EXHIBIT 10.1
EXCHANGE AGREEMENT
This Exchange Agreement (this “Agreement”) is made as of August 8, 2025, by and among MEDALIST DIVERSIFIED HOLDINGS, L.P., a Delaware limited partnership (the “Company”), MEDALIST DIVERSIFIED REIT, Inc., a Maryland corporation and the general partner of the Company (the “General Partner”), and FRANCIS P. KAVANAUGH (the “Subscriber”) on the terms and conditions set forth in this Agreement and in the Agreement of Limited Partnership of the Company, dated as of September 29, 2015, by and among the General Partner and the Limited Partners set forth on Exhibit A thereto, as amended (the “Limited Partnership Agreement”). Capitalized terms used but not defined in this Agreement have the meanings assigned to them in the Limited Partnership Agreement.
BACKGROUND
In order to facilitate the General Partner’s continued compliance with real estate investment trust qualifications, including the requirement that no more than 50% in value of the Company’s outstanding capital stock may be owned, directly or indirectly, by five or fewer individuals, the General Partner, acting on its own behalf and as general partner of the Company, has authorized the issuance to the Subscriber of 240,000 units of partnership interest in the Company (the “Units”), in exchange for 240,000 shares (the “Shares”) of common stock, $0.01 par value per share (the “Common Stock”), of the General Partner, subject to the terms and conditions set forth herein.
TERMS
In consideration of the foregoing and the mutual covenants contained in this Agreement, the parties hereto, intending to be legally bound hereby, do agree as follows:
1.Exchange.
(a) Upon execution of this Agreement, the Subscriber hereby surrenders to the General Partner the Shares held by the Subscriber and simultaneously with such surrender, the Company hereby issues to the Subscriber the Units set forth opposite the Subscriber’s name on Schedule A under the heading “Units” (the “Exchange”).
2.Company Representations and Warranties. The Company hereby represents and warrants to the Subscriber as follows:
(a)This Agreement constitutes the legal, valid and binding obligation of the Company, enforceable against the Company in accordance with its respective terms.
(b)The Units have been duly authorized and, when issued in accordance with this Agreement, will be validly issued.

#### Exercise
Pick up the exchange agreement above after its final sentence and continue writing it.

#### Information supplied
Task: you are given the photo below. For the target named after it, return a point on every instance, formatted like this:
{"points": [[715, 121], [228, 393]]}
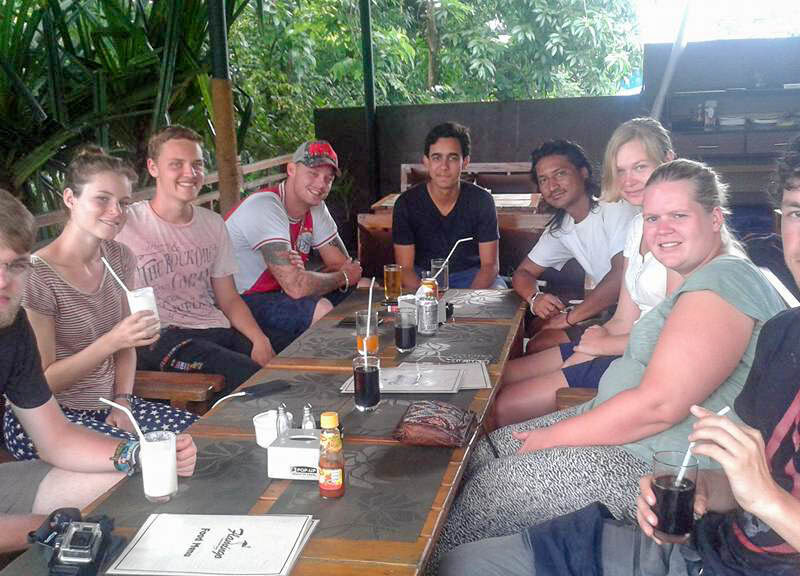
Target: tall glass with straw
{"points": [[366, 368]]}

#### Result of this exercise
(c)No Additional Representations or Warranties. Except as provided in this Section 2, neither the Company nor any of its affiliates, nor any of their respective directors, managers, officers, employees, shareholders, partners, members or representatives has made, or is making, any representation or warranty whatsoever to the Subscriber. Without limiting the foregoing, the Subscriber acknowledges that the Subscriber, together with the Subscriber’s advisors, has made the Subscriber’s own investigation of the General Partner and the Company and its subsidiaries and is not relying on any implied warranties
or upon any representation or warranty whatsoever as to the prospects (financial or otherwise) or the viability or likelihood of success of the business of the General Partner or the Company or its subsidiaries as conducted after the closing of the transactions contemplated hereby, and contained in any materials (other than this Agreement and the Limited Partnership Agreement) provided to the Subscriber by the General Partner or the Company or any of its subsidiaries or any of their respective directors, officers, employees, shareholders, partners, members or representatives or otherwise.
3.Subscriber Representations and Warranties. The Subscriber hereby represents, warrants, acknowledges and/or agrees as follows:
(a)The Subscriber has the capacity and legal right to enter into and perform this Agreement. This Agreement constitutes the legal, valid and binding obligation of the Subscriber, enforceable against the Subscriber in accordance with its terms.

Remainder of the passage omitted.